Set problem =>
According to the board governance text, when did the company set up its audit committee?

begin Provided text

The board has the following members:
• Trygve Hegnar, chair
• Helene Jebsen Anker, deputy chair
• Petter A Stordalen, director
• Mai Elmar, director
• Arve Giske, director
• Per Helge Isaksen, worker director
• Berit Kjøll, director
• Tone Mohn-Haukland, worker director
All the shareholder-elected directors are independent of the company’s executive management and significant business partners. The board accordingly fulfils the requirements for independence.
The expertise and capacity of the directors is described in more detail in this annual report.
Through companies they respectively own, the chair and deputy chair are substantial shareholders in the company. Shares owned by directors are specified in a note to the accounts.
Three of the directors are members of the company’s audit committee. These are Helene Jebsen Anker (chair), Arve Giske and Tone Mohn-Haukland.
9. The work of the board of directors
The duties of the board are determined by Norwegian law and embrace the overall direction and control of the company. At regular intervals, the board discusses and adapts the organisation and execution of its work. It also adopts a specific meeting and work plan every year. This plan covers strategy work, other development issues and the exercise of control. The board plans to hold six-eight meetings per year. It appoints the president and CEO.
Rules of procedure for the board and instructions for the chief executive have been adopted, with particular emphasis on the internal division of responsibilities and duties. The board makes an annual assessment of its work. Similarly, the executive management will be assessed annually.
When dealing with significant issues where the chair personally is or has been actively involved, another director is elected to chair the discussion. This is intended to ensure a more independent consideration of such issues.
The board acts as a single body.
The company established an audit committee in the spring of 2010. The board has otherwise assessed the use of sub-committees, but has not found these to be appropriate.
10. Risk management and internal control
The board ensures that the company has a good system of internal control in relation to the provisions which apply to the business. A review of the company’s most important risk areas and its internal control is conducted annually by the board. The board and the executive management have focused on developing internal control related to financial reporting, including the control environment, risk assessment, control activities, information and communication, and follow-up.

end Provided text
begin Listed entries

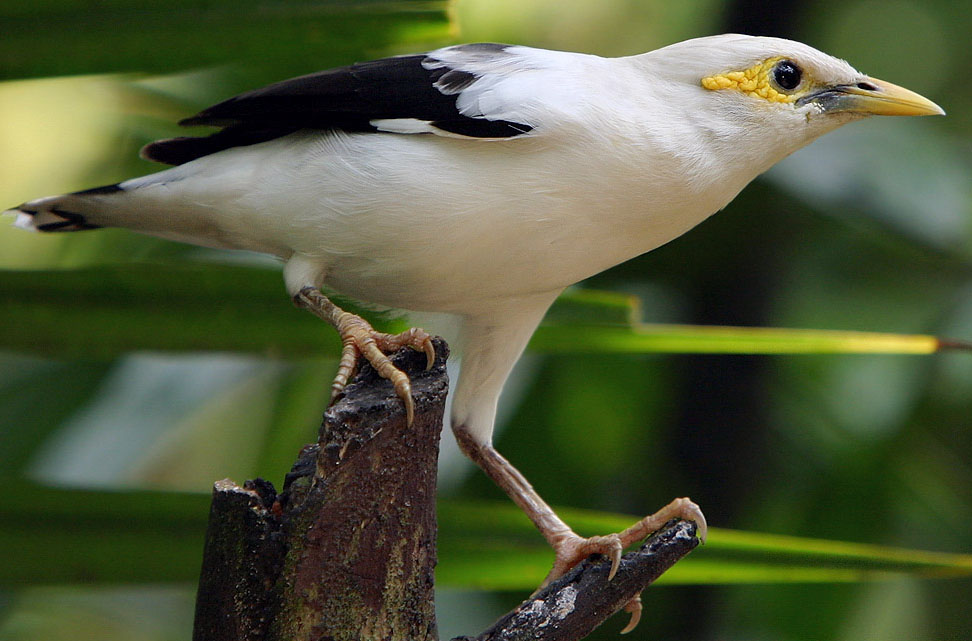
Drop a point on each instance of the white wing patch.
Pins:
(512, 83)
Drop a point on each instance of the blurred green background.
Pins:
(870, 228)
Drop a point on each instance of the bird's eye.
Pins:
(787, 75)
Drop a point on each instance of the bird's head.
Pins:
(780, 93)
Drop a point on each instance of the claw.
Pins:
(615, 556)
(360, 339)
(634, 608)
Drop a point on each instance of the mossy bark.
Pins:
(347, 550)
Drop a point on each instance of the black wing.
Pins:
(415, 87)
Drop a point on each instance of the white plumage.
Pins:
(481, 180)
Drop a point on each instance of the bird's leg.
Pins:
(569, 547)
(360, 339)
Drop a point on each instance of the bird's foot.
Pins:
(571, 549)
(359, 338)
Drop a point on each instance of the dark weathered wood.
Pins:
(571, 607)
(347, 550)
(241, 558)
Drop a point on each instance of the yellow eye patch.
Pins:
(754, 81)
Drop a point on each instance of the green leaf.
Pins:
(57, 535)
(271, 40)
(103, 312)
(694, 339)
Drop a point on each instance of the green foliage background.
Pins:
(107, 453)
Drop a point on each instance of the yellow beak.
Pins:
(876, 98)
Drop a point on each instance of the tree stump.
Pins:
(346, 551)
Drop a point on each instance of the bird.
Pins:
(479, 181)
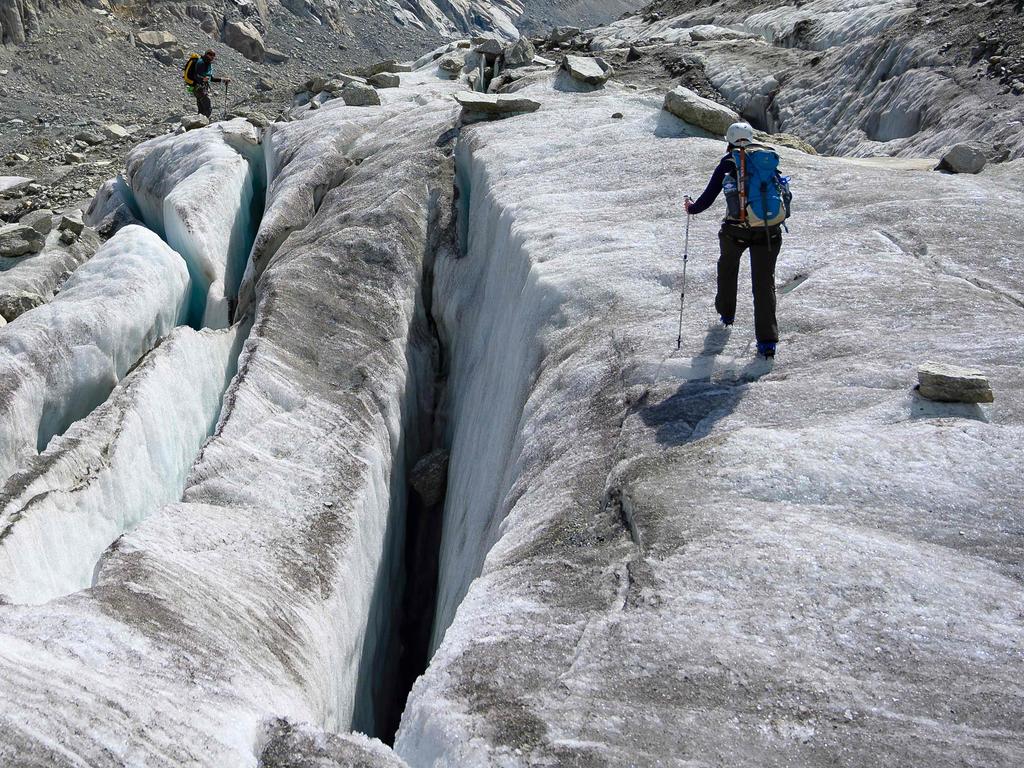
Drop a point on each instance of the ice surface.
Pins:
(113, 468)
(699, 556)
(202, 192)
(59, 360)
(840, 79)
(268, 590)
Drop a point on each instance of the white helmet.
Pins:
(739, 134)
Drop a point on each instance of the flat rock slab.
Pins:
(357, 94)
(592, 71)
(19, 240)
(495, 104)
(698, 111)
(938, 381)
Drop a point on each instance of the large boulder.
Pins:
(519, 53)
(945, 383)
(698, 111)
(589, 70)
(359, 94)
(245, 39)
(964, 158)
(477, 107)
(19, 240)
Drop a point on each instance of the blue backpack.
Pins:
(763, 192)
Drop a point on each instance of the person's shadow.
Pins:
(702, 399)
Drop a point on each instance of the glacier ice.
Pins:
(202, 192)
(648, 555)
(59, 360)
(105, 474)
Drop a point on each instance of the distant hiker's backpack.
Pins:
(189, 71)
(762, 195)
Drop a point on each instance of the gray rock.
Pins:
(429, 477)
(698, 111)
(357, 94)
(963, 158)
(12, 184)
(563, 34)
(453, 64)
(90, 137)
(491, 105)
(156, 39)
(384, 80)
(41, 220)
(19, 240)
(945, 383)
(192, 122)
(14, 304)
(520, 53)
(71, 223)
(246, 39)
(589, 70)
(489, 47)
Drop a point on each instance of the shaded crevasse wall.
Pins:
(203, 193)
(113, 468)
(61, 359)
(488, 304)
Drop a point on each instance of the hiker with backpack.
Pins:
(198, 76)
(757, 199)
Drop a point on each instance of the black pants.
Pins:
(764, 252)
(203, 101)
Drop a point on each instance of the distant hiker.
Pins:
(758, 202)
(198, 76)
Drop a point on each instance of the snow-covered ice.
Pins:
(59, 360)
(201, 190)
(648, 556)
(113, 468)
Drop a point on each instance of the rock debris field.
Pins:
(361, 438)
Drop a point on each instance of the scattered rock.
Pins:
(11, 184)
(41, 220)
(945, 383)
(90, 137)
(19, 240)
(453, 64)
(589, 70)
(71, 223)
(963, 158)
(384, 80)
(563, 34)
(492, 105)
(113, 130)
(519, 53)
(698, 111)
(156, 39)
(246, 39)
(429, 477)
(192, 122)
(358, 94)
(489, 47)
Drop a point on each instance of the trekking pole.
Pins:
(682, 293)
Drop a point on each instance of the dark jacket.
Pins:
(726, 167)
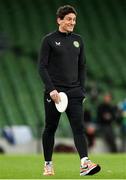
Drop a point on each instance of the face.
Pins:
(67, 23)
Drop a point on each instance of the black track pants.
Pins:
(74, 112)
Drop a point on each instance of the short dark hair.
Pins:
(64, 10)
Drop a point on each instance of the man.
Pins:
(62, 68)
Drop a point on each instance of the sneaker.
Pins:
(48, 170)
(89, 168)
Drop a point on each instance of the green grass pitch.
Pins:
(66, 166)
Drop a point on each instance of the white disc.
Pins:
(61, 107)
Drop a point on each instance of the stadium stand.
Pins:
(101, 24)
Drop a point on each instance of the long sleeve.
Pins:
(82, 67)
(43, 65)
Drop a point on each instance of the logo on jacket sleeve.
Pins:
(76, 44)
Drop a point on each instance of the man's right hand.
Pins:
(55, 96)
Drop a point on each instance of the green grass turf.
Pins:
(66, 166)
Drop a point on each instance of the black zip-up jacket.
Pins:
(62, 61)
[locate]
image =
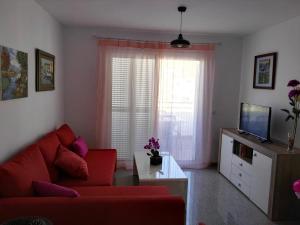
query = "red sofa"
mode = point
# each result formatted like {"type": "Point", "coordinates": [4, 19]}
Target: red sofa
{"type": "Point", "coordinates": [99, 203]}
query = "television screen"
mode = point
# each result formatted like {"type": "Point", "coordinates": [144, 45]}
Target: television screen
{"type": "Point", "coordinates": [255, 120]}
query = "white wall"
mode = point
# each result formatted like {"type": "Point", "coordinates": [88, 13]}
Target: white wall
{"type": "Point", "coordinates": [283, 38]}
{"type": "Point", "coordinates": [81, 70]}
{"type": "Point", "coordinates": [24, 26]}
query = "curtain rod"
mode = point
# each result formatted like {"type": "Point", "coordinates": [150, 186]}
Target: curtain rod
{"type": "Point", "coordinates": [124, 39]}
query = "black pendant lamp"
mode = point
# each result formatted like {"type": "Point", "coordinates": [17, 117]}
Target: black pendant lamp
{"type": "Point", "coordinates": [180, 42]}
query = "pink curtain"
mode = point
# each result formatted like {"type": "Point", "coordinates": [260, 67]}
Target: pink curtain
{"type": "Point", "coordinates": [182, 120]}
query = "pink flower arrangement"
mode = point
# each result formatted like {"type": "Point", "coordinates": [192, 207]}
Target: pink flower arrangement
{"type": "Point", "coordinates": [153, 146]}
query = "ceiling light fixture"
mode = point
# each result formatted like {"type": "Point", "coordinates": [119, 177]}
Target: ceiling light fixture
{"type": "Point", "coordinates": [180, 42]}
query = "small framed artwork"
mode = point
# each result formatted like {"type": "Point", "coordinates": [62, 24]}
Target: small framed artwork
{"type": "Point", "coordinates": [45, 64]}
{"type": "Point", "coordinates": [265, 70]}
{"type": "Point", "coordinates": [13, 73]}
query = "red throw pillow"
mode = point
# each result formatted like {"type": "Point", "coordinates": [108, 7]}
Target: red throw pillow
{"type": "Point", "coordinates": [80, 147]}
{"type": "Point", "coordinates": [71, 163]}
{"type": "Point", "coordinates": [17, 174]}
{"type": "Point", "coordinates": [66, 135]}
{"type": "Point", "coordinates": [42, 188]}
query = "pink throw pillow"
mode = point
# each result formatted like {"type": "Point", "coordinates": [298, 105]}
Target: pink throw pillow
{"type": "Point", "coordinates": [80, 147]}
{"type": "Point", "coordinates": [42, 188]}
{"type": "Point", "coordinates": [71, 163]}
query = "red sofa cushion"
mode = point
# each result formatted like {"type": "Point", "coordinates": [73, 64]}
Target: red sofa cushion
{"type": "Point", "coordinates": [17, 174]}
{"type": "Point", "coordinates": [123, 191]}
{"type": "Point", "coordinates": [80, 147]}
{"type": "Point", "coordinates": [66, 135]}
{"type": "Point", "coordinates": [71, 163]}
{"type": "Point", "coordinates": [101, 165]}
{"type": "Point", "coordinates": [46, 189]}
{"type": "Point", "coordinates": [49, 146]}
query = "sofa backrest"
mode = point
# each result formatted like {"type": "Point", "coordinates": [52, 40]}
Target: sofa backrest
{"type": "Point", "coordinates": [17, 174]}
{"type": "Point", "coordinates": [36, 162]}
{"type": "Point", "coordinates": [66, 135]}
{"type": "Point", "coordinates": [49, 146]}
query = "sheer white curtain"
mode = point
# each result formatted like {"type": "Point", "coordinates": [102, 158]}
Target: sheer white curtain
{"type": "Point", "coordinates": [151, 90]}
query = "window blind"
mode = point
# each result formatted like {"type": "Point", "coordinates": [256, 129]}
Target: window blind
{"type": "Point", "coordinates": [132, 102]}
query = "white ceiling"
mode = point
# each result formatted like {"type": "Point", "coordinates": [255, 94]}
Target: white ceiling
{"type": "Point", "coordinates": [202, 16]}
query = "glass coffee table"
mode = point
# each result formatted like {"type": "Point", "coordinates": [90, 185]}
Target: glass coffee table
{"type": "Point", "coordinates": [167, 174]}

end Listed entries

Written answer =>
In the spring of 2010.